> Work order: Each line containing the word "matcha" must be copied from the material below.

> Dataset records:
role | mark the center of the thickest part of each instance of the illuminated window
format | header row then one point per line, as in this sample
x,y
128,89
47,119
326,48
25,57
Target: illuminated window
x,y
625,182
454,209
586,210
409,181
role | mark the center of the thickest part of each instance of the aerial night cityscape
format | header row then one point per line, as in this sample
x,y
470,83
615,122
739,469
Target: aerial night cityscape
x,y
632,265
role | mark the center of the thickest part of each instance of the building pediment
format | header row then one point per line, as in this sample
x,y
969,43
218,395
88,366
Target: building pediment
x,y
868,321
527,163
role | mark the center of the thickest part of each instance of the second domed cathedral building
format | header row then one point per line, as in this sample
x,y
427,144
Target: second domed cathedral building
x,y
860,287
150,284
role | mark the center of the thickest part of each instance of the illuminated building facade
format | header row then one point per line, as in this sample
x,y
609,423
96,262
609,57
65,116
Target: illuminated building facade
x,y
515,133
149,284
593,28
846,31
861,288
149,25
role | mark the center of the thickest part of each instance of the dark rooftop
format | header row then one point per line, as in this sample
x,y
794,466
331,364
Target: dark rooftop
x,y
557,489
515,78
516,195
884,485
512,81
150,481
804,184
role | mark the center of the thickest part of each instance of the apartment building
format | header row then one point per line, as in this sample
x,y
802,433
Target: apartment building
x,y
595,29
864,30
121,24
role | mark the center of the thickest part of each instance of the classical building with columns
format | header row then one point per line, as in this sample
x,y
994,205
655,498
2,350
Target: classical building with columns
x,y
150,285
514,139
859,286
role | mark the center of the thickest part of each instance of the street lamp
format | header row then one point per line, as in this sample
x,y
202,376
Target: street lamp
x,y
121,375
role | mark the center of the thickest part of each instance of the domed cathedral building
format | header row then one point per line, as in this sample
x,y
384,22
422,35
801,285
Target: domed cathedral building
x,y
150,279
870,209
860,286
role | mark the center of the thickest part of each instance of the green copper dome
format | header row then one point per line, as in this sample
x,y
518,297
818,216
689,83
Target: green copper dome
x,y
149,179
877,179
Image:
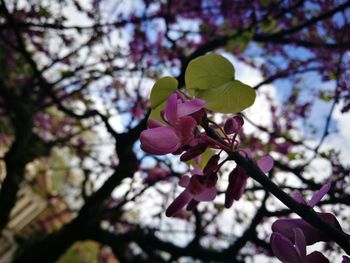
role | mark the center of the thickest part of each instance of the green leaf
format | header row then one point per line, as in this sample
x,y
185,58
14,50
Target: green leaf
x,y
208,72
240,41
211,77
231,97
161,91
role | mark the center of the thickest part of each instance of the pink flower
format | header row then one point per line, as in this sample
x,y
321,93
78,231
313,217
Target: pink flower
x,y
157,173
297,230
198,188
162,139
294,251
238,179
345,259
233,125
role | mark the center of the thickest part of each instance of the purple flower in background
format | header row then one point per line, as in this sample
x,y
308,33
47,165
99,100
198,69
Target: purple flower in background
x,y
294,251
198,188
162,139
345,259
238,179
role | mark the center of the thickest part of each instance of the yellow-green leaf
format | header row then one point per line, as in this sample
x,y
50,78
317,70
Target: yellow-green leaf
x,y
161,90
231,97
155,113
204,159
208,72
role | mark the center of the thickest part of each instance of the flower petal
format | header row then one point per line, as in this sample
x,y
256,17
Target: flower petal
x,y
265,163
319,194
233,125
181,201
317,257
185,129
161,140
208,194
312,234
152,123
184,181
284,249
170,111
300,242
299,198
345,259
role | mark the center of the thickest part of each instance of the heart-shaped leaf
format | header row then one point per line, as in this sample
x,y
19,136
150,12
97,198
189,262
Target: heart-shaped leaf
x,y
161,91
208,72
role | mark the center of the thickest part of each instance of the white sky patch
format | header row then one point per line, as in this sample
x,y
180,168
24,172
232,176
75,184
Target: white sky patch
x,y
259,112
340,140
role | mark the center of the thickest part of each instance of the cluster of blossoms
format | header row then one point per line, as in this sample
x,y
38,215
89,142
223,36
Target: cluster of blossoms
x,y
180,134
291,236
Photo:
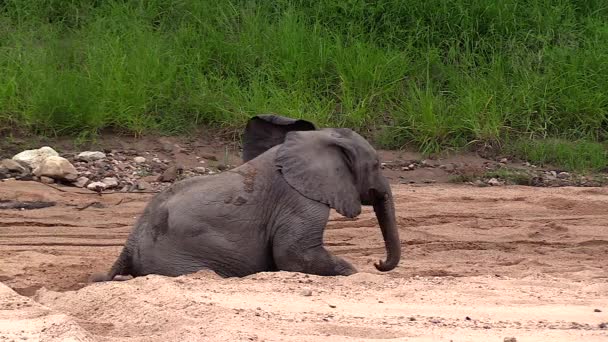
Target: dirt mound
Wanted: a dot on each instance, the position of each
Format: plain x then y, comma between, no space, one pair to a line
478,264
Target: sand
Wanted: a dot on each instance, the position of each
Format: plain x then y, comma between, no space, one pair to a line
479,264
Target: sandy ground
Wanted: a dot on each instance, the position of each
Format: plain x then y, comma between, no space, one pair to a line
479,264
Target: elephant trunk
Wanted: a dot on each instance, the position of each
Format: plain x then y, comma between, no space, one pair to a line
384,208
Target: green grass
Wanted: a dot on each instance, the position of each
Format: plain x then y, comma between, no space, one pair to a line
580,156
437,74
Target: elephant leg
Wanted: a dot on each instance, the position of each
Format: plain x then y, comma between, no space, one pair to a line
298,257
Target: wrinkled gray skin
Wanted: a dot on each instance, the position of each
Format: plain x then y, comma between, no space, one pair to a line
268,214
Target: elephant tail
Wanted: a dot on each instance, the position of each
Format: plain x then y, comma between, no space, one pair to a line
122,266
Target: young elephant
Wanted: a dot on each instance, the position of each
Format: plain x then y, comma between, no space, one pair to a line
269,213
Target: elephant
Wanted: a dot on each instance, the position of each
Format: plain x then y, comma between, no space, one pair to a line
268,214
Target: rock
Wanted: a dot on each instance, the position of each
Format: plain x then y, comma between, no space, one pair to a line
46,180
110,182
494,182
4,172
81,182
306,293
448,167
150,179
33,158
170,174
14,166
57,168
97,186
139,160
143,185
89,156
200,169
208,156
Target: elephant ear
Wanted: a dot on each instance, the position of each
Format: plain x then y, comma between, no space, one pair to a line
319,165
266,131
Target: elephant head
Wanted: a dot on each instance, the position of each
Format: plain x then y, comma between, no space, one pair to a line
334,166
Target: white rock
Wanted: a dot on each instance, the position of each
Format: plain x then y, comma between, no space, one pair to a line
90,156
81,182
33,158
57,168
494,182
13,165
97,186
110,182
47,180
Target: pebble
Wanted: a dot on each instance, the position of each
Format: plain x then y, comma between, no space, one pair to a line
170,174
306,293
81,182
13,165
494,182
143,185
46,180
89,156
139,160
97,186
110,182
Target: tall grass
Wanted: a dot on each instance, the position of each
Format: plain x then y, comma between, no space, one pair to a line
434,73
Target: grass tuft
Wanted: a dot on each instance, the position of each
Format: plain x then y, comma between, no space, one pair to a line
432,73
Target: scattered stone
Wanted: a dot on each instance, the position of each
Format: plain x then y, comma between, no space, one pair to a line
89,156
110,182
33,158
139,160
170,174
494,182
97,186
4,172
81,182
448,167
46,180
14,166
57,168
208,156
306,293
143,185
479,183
* * *
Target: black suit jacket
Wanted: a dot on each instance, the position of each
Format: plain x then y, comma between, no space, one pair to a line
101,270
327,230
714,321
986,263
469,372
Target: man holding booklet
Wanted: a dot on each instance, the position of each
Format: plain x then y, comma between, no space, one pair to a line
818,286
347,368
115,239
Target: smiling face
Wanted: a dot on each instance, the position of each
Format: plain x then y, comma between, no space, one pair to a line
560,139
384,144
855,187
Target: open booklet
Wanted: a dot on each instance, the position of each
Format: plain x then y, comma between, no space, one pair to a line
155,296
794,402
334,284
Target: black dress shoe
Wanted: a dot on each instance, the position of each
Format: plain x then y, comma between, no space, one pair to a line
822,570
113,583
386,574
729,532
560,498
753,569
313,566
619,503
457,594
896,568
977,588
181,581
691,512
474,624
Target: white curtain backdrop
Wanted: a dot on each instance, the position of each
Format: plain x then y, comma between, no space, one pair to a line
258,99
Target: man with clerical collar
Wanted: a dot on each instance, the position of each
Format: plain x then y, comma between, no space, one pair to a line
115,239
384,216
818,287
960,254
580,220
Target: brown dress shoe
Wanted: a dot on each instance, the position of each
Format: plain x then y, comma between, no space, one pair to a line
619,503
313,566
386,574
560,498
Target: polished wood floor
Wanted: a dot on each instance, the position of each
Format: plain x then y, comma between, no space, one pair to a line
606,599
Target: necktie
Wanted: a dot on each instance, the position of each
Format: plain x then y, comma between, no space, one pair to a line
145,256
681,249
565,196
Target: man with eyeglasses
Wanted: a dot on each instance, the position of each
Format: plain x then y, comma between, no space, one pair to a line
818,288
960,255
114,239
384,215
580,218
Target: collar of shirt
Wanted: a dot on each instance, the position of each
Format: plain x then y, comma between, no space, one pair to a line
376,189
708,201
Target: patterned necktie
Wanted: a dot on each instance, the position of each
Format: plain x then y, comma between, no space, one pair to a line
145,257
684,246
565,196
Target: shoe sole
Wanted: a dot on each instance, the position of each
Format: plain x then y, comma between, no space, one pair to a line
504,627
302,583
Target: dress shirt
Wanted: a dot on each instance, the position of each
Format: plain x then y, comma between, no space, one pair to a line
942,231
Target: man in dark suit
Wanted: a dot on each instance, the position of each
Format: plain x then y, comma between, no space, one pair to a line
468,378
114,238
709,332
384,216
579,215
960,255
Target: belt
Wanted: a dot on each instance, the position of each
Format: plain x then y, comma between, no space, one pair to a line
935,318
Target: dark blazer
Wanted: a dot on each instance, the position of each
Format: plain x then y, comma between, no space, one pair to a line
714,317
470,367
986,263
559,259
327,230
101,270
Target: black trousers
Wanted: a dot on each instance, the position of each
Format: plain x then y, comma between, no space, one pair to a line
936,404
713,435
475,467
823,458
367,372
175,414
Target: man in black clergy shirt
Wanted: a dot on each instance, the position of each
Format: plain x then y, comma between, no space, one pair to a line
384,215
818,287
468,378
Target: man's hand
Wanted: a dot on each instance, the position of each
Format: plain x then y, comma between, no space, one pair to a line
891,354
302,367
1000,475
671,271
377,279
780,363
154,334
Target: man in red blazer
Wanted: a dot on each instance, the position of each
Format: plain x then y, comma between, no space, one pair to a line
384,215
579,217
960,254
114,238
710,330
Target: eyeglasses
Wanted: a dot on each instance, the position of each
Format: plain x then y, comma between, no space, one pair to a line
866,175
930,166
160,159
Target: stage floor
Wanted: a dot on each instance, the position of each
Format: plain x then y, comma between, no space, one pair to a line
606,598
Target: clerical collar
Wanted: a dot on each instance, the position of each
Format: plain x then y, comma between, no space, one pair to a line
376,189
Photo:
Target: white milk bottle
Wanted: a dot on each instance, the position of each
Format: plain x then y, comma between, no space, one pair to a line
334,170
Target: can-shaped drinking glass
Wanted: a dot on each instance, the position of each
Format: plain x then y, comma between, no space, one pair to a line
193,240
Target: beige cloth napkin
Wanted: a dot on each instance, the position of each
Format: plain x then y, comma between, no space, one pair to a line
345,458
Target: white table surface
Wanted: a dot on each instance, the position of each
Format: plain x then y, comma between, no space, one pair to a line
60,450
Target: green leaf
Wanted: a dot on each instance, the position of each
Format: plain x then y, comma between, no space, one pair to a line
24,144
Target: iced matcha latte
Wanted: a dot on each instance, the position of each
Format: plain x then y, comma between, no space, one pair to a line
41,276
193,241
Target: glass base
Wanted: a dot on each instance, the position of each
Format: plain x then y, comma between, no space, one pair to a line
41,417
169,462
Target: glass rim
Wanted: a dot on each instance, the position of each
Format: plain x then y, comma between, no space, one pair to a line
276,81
---
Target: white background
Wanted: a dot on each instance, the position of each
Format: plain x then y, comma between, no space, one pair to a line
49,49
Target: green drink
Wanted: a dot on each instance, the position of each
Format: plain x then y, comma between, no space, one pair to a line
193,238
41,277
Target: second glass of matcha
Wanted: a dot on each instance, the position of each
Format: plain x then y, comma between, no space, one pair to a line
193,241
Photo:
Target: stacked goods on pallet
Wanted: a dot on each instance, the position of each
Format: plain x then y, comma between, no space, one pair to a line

> Solution for this problem:
Target: iced matcha latte
Target: second glass of matcha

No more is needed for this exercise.